'''

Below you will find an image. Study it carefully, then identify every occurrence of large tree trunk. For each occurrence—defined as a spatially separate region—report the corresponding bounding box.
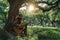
[4,0,27,36]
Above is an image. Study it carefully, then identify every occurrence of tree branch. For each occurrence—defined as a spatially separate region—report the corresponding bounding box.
[36,0,58,5]
[37,0,59,12]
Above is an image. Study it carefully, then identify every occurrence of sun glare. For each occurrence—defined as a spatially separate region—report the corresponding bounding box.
[28,5,35,12]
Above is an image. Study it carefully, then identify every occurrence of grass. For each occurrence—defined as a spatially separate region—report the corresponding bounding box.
[17,26,60,40]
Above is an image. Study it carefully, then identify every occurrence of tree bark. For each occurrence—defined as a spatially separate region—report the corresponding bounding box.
[4,0,27,36]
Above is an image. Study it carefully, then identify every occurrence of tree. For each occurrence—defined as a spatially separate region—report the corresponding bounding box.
[3,0,27,36]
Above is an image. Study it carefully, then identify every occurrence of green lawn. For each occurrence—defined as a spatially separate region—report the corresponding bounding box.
[17,26,60,40]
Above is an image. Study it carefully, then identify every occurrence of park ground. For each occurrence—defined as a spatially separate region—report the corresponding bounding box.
[16,26,60,40]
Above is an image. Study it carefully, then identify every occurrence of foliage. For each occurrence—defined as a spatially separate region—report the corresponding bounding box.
[0,0,9,28]
[21,8,60,27]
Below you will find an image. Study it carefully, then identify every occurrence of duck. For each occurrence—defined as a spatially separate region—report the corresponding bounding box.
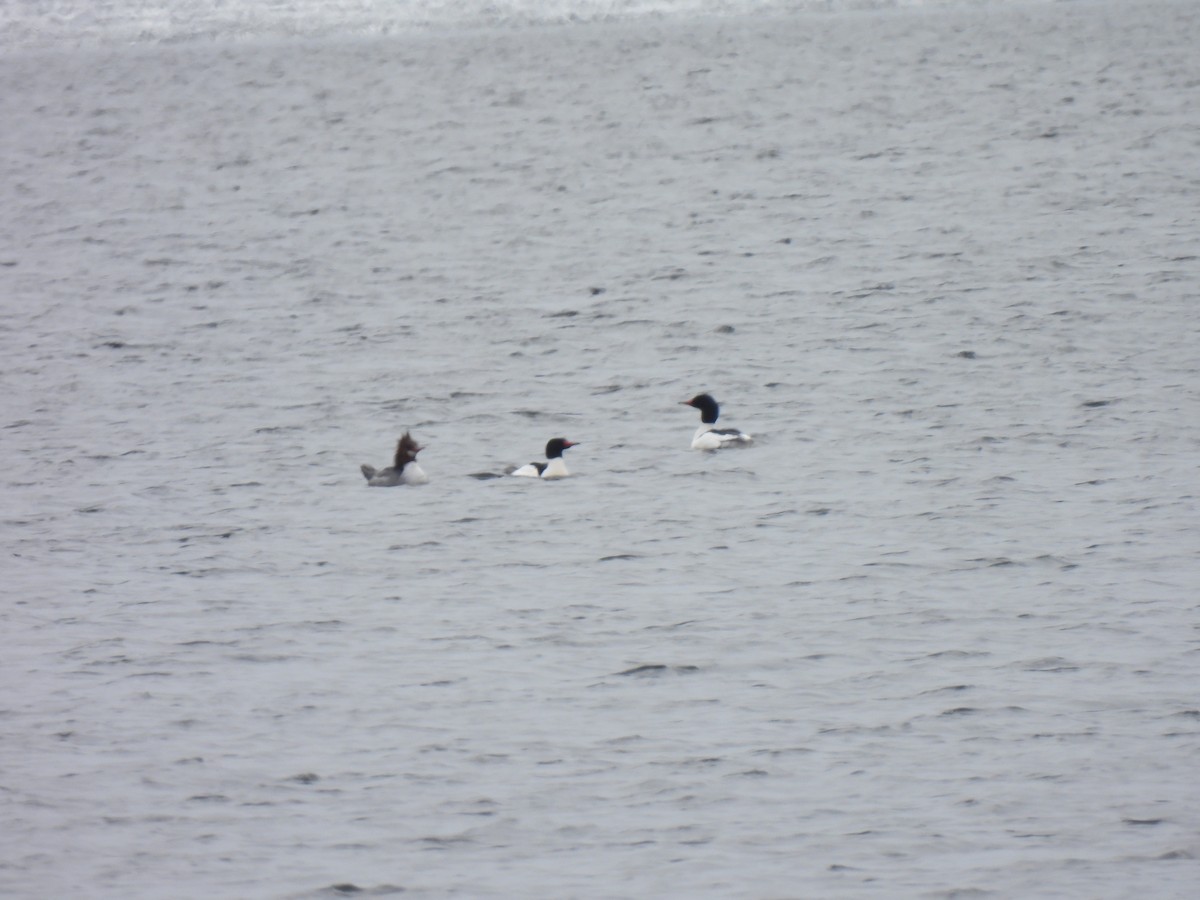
[680,393,752,450]
[510,438,578,479]
[361,432,429,486]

'''

ACTION ITEM
Extract all the data above exactly, excluding every picture.

RESULT
Below you will find an image. Study it carefully, then identify every occurrence of large tree trunk. For each occurrence—defined as a spatially separate region—report the corresponding bounding box.
[4,0,27,36]
Above is an image. Study it carefully, then identify every occurrence of tree branch. For each occurrence—defined as a spatially separate region—report the corresponding bounding box.
[36,0,58,5]
[37,0,59,12]
Above is an image. Study it carefully, then identify every occurrence of sun glare. For each occurrence—defined as a spatially separate region—report the corresponding bounding box.
[28,5,35,12]
Above is an image. Study it carefully, then identify every occurrence of grass. For each occurrence—defined as a spatially separate region—report the corresponding bounding box.
[17,26,60,40]
Above is an image. Study it carefully, then identify every occurrence of tree bark. For each occurrence—defined as a spatially separate region—report the corresponding bounding box.
[4,0,27,36]
Above is an image. Study it carefully, then identify every occurrence of tree. For each occurrence—defined as a spatially separate region—report the corresponding bounding box.
[3,0,27,36]
Above is an image. Study it carefully, then identify every occurrence of green lawn. For each occurrence—defined as a spatially separate region—report the corresponding bounding box.
[17,26,60,40]
Above is an image. Study it carefully, then identify every occurrence of park ground. For each occurrence—defined as a spatially separate region—report the corresponding bounding box.
[16,26,60,40]
Above is an image. Study it carefully, then identify every occurrence of foliage. For each occurrence—defined as a spatially separate region—report the corresponding bounding box.
[0,0,9,28]
[21,8,60,27]
Below you will find an image. Study it carefully, then identify every occurrence of duck. For each occurrence—defined as a spatially separate region—report the corresponding bounding box.
[680,393,752,450]
[510,438,578,479]
[361,432,429,486]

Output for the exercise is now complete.